**What is needed**
All records are to be printed again exactly as they appear.

:::::

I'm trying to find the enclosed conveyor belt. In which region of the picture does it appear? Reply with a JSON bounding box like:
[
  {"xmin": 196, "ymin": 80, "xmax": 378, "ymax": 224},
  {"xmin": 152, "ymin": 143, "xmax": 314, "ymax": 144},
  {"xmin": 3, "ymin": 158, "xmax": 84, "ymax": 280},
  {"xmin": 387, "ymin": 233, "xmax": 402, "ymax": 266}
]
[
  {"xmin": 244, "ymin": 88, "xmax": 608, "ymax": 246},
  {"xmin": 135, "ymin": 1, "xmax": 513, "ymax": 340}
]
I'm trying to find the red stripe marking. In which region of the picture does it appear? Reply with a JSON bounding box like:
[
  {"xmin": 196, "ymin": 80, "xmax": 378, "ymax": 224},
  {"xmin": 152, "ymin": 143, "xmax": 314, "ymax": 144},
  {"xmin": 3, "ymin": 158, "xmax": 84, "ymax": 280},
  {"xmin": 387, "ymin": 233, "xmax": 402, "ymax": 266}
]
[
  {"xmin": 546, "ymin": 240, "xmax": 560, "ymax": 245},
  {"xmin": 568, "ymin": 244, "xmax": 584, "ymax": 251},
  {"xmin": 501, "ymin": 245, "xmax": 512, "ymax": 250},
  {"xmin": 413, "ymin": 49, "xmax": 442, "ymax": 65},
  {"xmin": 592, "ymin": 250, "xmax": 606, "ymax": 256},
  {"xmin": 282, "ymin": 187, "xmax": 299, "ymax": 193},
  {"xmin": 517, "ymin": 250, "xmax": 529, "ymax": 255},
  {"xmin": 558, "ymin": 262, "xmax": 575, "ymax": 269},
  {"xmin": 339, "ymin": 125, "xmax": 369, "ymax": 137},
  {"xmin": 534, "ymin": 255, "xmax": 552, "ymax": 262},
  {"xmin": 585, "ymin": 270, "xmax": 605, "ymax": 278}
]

:::::

**Your solution**
I'm trying to find the enclosed conveyor belt. In which region of the picture does it appear? Reply with a JSON bounding box like:
[
  {"xmin": 196, "ymin": 80, "xmax": 378, "ymax": 224},
  {"xmin": 152, "ymin": 143, "xmax": 314, "ymax": 144},
  {"xmin": 3, "ymin": 158, "xmax": 84, "ymax": 280},
  {"xmin": 387, "ymin": 233, "xmax": 402, "ymax": 266}
]
[
  {"xmin": 244, "ymin": 88, "xmax": 608, "ymax": 246},
  {"xmin": 135, "ymin": 1, "xmax": 513, "ymax": 340}
]
I'm trying to find the red stripe marking. In which region of the picture does it appear? Reply with a JSON bounding box like:
[
  {"xmin": 196, "ymin": 80, "xmax": 378, "ymax": 224},
  {"xmin": 152, "ymin": 143, "xmax": 314, "ymax": 144},
  {"xmin": 3, "ymin": 158, "xmax": 84, "ymax": 280},
  {"xmin": 387, "ymin": 233, "xmax": 402, "ymax": 266}
]
[
  {"xmin": 546, "ymin": 240, "xmax": 560, "ymax": 245},
  {"xmin": 568, "ymin": 244, "xmax": 584, "ymax": 251},
  {"xmin": 501, "ymin": 245, "xmax": 512, "ymax": 250},
  {"xmin": 413, "ymin": 49, "xmax": 442, "ymax": 65},
  {"xmin": 592, "ymin": 250, "xmax": 606, "ymax": 256},
  {"xmin": 282, "ymin": 187, "xmax": 299, "ymax": 193},
  {"xmin": 517, "ymin": 250, "xmax": 529, "ymax": 255},
  {"xmin": 558, "ymin": 262, "xmax": 575, "ymax": 269},
  {"xmin": 339, "ymin": 125, "xmax": 369, "ymax": 137},
  {"xmin": 534, "ymin": 255, "xmax": 552, "ymax": 262},
  {"xmin": 585, "ymin": 270, "xmax": 605, "ymax": 278}
]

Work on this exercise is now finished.